◆ Brief
Sift through the material below and return the lines with "form".
╭─ Source material
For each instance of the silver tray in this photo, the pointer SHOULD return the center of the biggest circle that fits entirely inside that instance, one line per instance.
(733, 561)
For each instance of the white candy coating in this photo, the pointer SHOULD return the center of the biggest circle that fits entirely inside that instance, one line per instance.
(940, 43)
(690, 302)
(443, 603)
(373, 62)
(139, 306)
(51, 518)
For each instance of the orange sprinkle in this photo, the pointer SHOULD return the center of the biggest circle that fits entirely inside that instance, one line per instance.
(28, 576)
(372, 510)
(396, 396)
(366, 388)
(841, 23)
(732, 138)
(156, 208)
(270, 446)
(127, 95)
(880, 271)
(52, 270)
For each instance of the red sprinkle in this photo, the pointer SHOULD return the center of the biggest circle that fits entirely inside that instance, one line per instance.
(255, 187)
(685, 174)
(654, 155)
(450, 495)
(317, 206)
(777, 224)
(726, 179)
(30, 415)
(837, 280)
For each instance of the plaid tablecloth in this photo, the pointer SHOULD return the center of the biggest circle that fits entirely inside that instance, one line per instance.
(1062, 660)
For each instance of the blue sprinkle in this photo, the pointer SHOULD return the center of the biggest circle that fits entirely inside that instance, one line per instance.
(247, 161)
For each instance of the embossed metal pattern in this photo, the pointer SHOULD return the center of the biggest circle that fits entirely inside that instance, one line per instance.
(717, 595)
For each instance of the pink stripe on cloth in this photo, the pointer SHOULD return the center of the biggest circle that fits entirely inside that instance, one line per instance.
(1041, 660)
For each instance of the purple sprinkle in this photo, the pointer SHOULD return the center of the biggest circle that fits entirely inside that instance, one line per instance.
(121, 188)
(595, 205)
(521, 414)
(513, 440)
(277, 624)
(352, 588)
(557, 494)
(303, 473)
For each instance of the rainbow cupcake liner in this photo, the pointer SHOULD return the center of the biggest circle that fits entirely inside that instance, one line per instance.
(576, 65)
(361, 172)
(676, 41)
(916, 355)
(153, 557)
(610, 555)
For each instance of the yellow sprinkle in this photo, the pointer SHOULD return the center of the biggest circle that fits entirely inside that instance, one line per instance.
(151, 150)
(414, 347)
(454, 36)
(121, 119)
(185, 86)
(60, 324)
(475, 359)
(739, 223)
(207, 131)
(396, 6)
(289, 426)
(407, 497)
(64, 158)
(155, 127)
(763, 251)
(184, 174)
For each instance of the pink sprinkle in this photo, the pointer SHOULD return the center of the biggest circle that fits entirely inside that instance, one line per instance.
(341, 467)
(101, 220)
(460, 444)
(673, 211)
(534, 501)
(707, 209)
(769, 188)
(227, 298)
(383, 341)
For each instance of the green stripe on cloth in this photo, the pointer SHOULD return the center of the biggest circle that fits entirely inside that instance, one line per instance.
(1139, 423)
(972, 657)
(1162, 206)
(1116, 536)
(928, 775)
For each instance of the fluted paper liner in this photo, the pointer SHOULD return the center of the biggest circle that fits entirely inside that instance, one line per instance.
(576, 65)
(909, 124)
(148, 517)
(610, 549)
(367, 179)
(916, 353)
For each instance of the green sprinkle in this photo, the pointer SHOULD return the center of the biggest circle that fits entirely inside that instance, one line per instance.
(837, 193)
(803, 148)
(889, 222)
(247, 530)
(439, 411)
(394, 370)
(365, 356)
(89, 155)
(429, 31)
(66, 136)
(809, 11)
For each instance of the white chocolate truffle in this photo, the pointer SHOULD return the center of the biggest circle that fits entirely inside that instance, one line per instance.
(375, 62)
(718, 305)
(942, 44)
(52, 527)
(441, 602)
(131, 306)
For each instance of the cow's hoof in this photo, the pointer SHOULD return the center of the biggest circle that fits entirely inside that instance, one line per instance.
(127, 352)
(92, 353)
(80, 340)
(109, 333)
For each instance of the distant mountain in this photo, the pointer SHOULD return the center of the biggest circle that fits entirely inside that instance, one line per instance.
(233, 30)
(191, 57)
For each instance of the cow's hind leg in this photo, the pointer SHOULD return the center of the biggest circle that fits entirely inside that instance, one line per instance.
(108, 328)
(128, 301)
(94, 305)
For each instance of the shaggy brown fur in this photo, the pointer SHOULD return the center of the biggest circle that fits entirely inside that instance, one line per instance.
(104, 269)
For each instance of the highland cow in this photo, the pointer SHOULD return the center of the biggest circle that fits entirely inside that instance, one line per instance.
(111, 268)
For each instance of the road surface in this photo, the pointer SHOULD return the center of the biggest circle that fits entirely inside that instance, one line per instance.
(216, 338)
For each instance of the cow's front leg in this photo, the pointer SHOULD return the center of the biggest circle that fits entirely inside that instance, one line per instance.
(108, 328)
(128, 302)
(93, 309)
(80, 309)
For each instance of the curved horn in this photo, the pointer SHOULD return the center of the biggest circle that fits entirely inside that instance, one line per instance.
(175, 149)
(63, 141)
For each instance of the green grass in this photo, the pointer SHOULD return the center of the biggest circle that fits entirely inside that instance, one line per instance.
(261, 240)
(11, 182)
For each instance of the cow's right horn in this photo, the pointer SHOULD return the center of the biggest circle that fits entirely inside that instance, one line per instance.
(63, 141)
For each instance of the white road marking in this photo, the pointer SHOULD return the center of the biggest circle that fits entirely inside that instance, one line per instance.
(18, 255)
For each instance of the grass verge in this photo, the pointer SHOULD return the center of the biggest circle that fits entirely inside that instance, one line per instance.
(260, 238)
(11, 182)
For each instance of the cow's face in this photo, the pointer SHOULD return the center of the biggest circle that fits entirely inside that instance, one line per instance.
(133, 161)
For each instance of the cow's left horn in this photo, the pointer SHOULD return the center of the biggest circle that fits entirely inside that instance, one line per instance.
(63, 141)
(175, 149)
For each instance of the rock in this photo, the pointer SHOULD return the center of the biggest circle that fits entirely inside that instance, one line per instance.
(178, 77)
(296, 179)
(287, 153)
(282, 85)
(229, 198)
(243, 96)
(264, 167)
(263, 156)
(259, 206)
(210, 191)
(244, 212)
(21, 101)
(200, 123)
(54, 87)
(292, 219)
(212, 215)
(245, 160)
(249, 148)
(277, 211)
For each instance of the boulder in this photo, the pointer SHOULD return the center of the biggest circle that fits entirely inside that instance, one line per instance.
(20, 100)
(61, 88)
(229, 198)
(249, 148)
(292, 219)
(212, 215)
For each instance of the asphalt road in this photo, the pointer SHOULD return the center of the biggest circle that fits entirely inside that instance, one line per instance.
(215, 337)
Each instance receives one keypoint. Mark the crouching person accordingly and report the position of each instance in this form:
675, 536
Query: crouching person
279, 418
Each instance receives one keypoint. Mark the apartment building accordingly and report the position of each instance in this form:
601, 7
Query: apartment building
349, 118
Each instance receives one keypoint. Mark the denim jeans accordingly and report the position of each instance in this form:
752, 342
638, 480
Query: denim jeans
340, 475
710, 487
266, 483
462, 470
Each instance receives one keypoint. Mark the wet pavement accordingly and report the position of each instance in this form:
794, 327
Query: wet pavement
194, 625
╰─
◆ Expected answer
Each instance receives one keypoint. Mark the crouching person accordingly and report the position of each instance in this form:
Each instance receives one keypoint. Mark the apartment building accordingly and report the position of each instance in this form:
Each instance receives one keypoint. Mark the denim jeans accordingly and report the position of each instance in this form:
Each instance receives one keypoint. Mark the wet pavement accordingly and report the position of each instance in this form:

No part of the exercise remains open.